Dataset extract

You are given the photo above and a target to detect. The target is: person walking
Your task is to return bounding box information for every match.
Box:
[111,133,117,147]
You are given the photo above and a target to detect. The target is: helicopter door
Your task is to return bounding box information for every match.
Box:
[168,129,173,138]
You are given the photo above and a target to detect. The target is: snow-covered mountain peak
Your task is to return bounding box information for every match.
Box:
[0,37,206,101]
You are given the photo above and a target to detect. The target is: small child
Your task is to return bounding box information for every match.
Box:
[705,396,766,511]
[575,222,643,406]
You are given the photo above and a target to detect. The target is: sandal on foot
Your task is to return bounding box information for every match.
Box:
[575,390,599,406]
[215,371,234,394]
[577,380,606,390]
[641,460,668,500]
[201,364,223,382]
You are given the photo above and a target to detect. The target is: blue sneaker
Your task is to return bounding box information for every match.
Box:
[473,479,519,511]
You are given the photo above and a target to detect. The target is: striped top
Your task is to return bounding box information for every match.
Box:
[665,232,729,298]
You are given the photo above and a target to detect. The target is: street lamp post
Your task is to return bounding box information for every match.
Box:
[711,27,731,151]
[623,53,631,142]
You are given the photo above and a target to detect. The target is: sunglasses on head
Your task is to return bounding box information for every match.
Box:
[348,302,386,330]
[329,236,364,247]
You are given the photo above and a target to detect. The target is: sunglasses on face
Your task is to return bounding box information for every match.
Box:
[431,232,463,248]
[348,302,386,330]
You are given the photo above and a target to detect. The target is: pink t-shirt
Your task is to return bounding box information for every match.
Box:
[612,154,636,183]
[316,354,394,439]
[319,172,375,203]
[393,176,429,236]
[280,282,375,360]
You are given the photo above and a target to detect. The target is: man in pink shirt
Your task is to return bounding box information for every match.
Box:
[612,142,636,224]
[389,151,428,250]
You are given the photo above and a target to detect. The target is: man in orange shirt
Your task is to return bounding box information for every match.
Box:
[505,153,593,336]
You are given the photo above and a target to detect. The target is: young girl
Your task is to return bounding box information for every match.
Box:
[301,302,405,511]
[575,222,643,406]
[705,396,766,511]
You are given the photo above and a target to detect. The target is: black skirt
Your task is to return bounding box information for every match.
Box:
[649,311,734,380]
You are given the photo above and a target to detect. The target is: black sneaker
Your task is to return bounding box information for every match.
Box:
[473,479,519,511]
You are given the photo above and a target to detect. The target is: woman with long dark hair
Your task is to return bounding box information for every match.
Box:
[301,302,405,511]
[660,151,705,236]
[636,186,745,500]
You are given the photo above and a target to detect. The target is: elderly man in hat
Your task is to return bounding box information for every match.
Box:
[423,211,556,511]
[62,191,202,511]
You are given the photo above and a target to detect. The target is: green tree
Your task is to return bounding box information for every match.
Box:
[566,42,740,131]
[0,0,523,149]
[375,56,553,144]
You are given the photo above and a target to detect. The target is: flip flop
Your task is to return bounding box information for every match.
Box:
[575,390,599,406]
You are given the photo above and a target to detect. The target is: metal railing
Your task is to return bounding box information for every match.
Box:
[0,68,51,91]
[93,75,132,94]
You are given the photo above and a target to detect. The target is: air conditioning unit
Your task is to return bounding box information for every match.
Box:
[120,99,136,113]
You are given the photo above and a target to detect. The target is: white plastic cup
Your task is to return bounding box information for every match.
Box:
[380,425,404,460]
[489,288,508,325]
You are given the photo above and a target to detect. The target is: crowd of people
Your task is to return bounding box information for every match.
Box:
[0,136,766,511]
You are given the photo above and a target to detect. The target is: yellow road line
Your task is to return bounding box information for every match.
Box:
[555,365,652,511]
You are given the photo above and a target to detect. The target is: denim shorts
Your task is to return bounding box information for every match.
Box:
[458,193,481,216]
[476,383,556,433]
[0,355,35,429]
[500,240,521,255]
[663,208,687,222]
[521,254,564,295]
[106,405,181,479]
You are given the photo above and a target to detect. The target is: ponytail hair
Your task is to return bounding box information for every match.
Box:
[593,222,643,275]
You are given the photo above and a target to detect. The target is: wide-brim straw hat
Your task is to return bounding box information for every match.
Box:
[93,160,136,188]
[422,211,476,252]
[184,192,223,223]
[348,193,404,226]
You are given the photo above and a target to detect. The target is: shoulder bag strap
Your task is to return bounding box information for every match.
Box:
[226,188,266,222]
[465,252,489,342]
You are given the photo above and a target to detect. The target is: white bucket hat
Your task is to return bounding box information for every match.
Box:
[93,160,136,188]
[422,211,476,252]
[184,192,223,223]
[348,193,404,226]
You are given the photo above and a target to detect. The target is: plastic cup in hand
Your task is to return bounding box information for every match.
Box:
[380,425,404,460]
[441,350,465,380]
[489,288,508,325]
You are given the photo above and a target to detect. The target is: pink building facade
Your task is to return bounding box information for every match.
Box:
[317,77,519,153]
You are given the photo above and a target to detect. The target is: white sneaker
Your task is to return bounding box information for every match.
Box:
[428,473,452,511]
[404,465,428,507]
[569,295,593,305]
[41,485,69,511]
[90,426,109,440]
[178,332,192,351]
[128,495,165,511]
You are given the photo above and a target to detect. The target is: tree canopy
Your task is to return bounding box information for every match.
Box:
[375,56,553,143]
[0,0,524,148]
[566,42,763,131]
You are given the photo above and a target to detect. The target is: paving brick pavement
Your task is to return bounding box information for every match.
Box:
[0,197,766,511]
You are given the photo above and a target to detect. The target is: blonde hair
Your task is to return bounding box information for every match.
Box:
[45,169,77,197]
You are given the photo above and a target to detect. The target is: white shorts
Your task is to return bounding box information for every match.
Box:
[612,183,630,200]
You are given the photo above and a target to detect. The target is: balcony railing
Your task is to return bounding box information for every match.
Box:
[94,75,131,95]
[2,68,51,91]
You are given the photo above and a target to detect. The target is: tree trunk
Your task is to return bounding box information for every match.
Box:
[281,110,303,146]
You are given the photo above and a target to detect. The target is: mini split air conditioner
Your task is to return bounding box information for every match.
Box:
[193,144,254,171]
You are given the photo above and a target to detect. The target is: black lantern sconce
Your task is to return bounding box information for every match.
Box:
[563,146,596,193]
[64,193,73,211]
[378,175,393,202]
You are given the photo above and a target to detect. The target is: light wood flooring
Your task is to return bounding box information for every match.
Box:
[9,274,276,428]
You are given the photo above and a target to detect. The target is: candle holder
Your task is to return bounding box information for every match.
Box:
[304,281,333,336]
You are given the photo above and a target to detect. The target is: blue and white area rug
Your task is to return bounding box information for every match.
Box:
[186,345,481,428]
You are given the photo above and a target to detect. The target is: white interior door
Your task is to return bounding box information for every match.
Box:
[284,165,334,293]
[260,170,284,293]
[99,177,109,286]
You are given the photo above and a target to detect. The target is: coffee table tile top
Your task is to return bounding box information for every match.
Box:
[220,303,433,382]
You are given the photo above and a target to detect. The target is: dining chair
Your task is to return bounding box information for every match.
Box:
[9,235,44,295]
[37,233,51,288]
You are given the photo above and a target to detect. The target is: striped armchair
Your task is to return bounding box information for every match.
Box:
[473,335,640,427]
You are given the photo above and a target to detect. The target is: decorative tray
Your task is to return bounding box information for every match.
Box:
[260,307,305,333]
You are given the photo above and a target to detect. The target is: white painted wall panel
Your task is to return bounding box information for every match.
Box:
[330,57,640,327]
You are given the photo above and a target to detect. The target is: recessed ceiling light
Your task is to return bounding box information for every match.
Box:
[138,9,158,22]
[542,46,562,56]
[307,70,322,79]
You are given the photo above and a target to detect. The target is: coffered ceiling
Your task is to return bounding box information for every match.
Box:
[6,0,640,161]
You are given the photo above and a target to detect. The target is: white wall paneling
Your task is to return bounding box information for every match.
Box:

Your task
Reproduce all of the data above, switching "every match" to "every instance" everywhere it appears and leaving everything else unchanged.

The reply
You are given the photo above and a target to detect. The target is: person walking
Your task is to return bounding box information for every instance.
Box:
[111,133,117,147]
You are given the photo above and a target to detect. The target is: helicopter door
Your task is to return bounding box information for every instance.
Box:
[168,129,173,138]
You are given the photo above and a target to detect. The target is: snow-covered mountain peak
Your task is to return bounding box information for every instance.
Box:
[0,37,206,101]
You are given the photo above and a target to detect. The target is: small child
Your task is to return bounding box information for every instance.
Box:
[705,396,766,511]
[575,222,643,406]
You are given the photo above and a target to detect. The target is: sandal on foot
Your task is to return bounding box information for every instance.
Box:
[575,390,599,406]
[215,371,234,394]
[577,380,606,390]
[641,460,668,500]
[201,364,223,382]
You are given the photo above and a target to detect. The target is: blue sneaker
Your task is to return bounding box information for every instance.
Box:
[473,479,519,511]
You are given the photo above and a target to detect. The target is: striped top
Your task is to return bounding box information for every instance.
Box:
[665,232,729,298]
You are given the photo above and a target to detect. The target is: street lamp post
Your task is to return bounding box information for every instance.
Box:
[711,27,731,151]
[623,53,631,142]
You are given the photo above and a target to detect. The target is: sunglasses on head
Your task is to return bounding box information for every instance.
Box:
[348,302,386,330]
[329,236,364,247]
You are given the photo above and a target to detect. The target is: sunglasses on face
Your task is to return bounding box information for every instance.
Box:
[431,232,463,248]
[348,302,386,330]
You are given the photo above and a target to detect. The target is: pink t-shirt
Your task is to return bounding box information for every instance.
Box:
[612,154,636,183]
[316,354,394,439]
[319,172,375,203]
[393,176,429,236]
[280,282,375,360]
You are given the photo above and a target to detect. The target is: man in pink shirt
Your task is to return bounding box information for every instance.
Box:
[612,142,636,224]
[389,151,428,250]
You are given the photo above and a target to detect. The target is: man in orange shirt
Your task is to return bounding box information for every instance.
Box:
[505,153,593,336]
You are given the photo above and a target to detect. The target is: young girl
Your task is to return bounding box information for every instance.
Box:
[301,302,405,511]
[575,222,643,406]
[705,396,766,511]
You are given the photo above and a target to detect. The target is: black skirt
Your task is to return bounding box information for every instance.
Box:
[649,311,734,380]
You are given the photo above and a target to detect. The target is: black sneaker
Your task is to return bounding box information for every instance.
Box:
[473,479,519,511]
You are given the photo above and a target to detect. The target is: woman with long dark hair
Your task is to return bounding box information for every instance.
Box:
[301,302,405,511]
[660,151,705,236]
[636,186,745,500]
You are given the photo above and a target to detect. The target is: elderly man in hat
Your task is to return bounding box information for every instance.
Box:
[423,211,556,511]
[62,191,202,511]
You are given the photo above and a target to detect. The target is: green tree
Your task is to return bounding box information for every instance.
Box:
[566,42,740,131]
[0,0,523,149]
[375,56,553,144]
You are given the photo above and a target to detect. The target is: flip flop
Your task is to return bounding box information for every instance.
Box:
[575,390,599,406]
You are given the photo above and a target to detect. The target is: metal railing
Your task is to return bounding box information for every instance.
Box:
[0,68,51,91]
[93,75,132,94]
You are given the photo above and a target to detect. The target is: air conditioning unit
Your task is to return bounding box information for every instance.
Box:
[120,99,136,113]
You are given the photo above and a target to detect. The target is: white plastic cup
Your task is to return bounding box information for every instance.
Box:
[380,425,404,460]
[489,288,508,325]
You are given the photo above and a target to detect. The target is: crowd of people
Your task is to return bounding box information for every instance.
Box:
[0,136,766,511]
You are given the photo above and a target to detect. The target is: yellow road line
Your task is to return bounding box information for every instance.
Box:
[555,365,652,511]
You are given the photo above and a target to detect. The target is: denim shorts
Your task is to return bounding box information for every instance.
Box:
[458,193,481,216]
[476,383,556,433]
[0,355,35,429]
[500,240,521,255]
[663,208,687,222]
[521,254,564,295]
[106,405,181,479]
You are given the photo above and a target to detect. The target is: ponytail hair
Your task is to return bounding box information for every instance.
Box:
[593,222,643,275]
You are given the photo above and a target to detect. The target is: wide-brim straw hat
Your task is to return bounding box information for every instance.
Box:
[93,160,136,188]
[422,211,476,252]
[184,192,223,223]
[348,193,404,226]
You are given the photo above and a target to detect. The target is: shoulder bag strap
Your task is to return bounding box information for every instance.
Box:
[226,188,266,222]
[465,252,489,342]
You are given the photo above and a target to detect. The target is: white bucket hat
Your task is to return bounding box information for every instance.
Box:
[93,160,136,188]
[422,211,476,252]
[184,192,223,223]
[348,193,404,226]
You are given the photo above and a target to detect. The target is: plastic cup in hand
Your task is to return bounding box information for every instance.
Box:
[380,425,404,460]
[441,350,465,380]
[489,288,508,325]
You are given the photo above and a target to detect. The target is: pink building facade
Your task is to return bounding box information for every instance.
Box:
[317,77,519,153]
You are given the photo above and a target to detect. The target is: white sneaker
Your task is to return bounding box information for every instance.
Box:
[428,473,452,511]
[404,465,428,507]
[569,295,593,305]
[41,485,69,511]
[90,426,109,440]
[178,332,192,351]
[128,495,165,511]
You are given the photo above and a target to detect. The target is: tree canopy
Your task is to return bounding box information for every instance.
Box:
[375,56,553,143]
[0,0,524,148]
[566,42,763,131]
You are given the photo above and a target to detect. The target is: paving brick pavement
Your task is to return bounding box information for every instance.
Box:
[0,197,766,511]
You are given the photo above and a target to detect. The target is: blonde hair
Your task is to return bounding box information for every instance.
Box:
[45,169,77,197]
You are given the photo above and a target to detect. The target is: white shorts
Your task is to return bounding box information for every instance.
Box:
[612,183,630,200]
You are given the photo above and a target to detect. The target is: balcony railing
Your task is to return bounding box information for every instance.
Box:
[94,75,131,95]
[2,68,51,91]
You are given the photo above and a target to detect. The target is: tree trunk
Your task is to return bounding box information for every instance.
Box:
[281,110,303,146]
You are given the photo above and a target to detect. The target is: mini split air conditioner
Your task is to return bounding box information for every instance.
Box:
[193,144,254,171]
You are given the photo above and a target to detect. The target is: black lantern sconce
Your task is to return bounding box information for every instance.
Box:
[563,146,596,193]
[64,193,73,211]
[378,175,393,202]
You are given the photo above and a target to detect. The target is: light wood flooring
Your task is to return bounding box information for every instance.
Box:
[9,274,276,428]
You are given the photo above and a target to detect. The target is: candle holder
Your task is to return bounding box information for every instance.
Box:
[304,281,333,336]
You are given the photo above and a target to detect. The target is: blue and white area rug
Your task is to return bounding box information for every instance.
Box:
[186,345,481,428]
You are given the photo above and a target to detect. The target is: white interior door
Your task is to return bounding box information for every instance.
Box:
[284,165,334,293]
[260,170,284,293]
[99,177,109,286]
You are given the photo above and a target to detect. The target is: coffee table tile top
Your task is to return bounding box information for every instance.
Box:
[220,303,433,382]
You are given the photo above and a target to detect. The target is: dining chair
Your task is to return bounding box information for every instance.
Box:
[9,235,44,295]
[37,233,51,288]
You are given the photo above and a target to detect. The target is: striped armchair
Your task is to return bounding box information for every instance.
Box:
[473,335,640,427]
You are given the photo above and a target to detect. The target is: decorative tray
Your task is to return bounding box information for every instance.
Box:
[260,307,305,333]
You are given the photo above and a target to detect. The target is: white painted wall panel
Your task is to return bounding box information for every instance.
Box:
[330,57,640,327]
You are given the photo above and a target to detect. The target is: recessed ceiling light
Your task is to return bounding box information for every instance.
Box:
[138,9,158,22]
[542,46,562,56]
[307,70,322,79]
You are given the photo above and a target to detect. The target is: coffered ceiling
Your task is to return bounding box information for every instance.
Box:
[6,0,640,161]
You are given the photo above and a target to detect. The target is: white wall paneling
Your task is to return bounding box information for every instance.
Box:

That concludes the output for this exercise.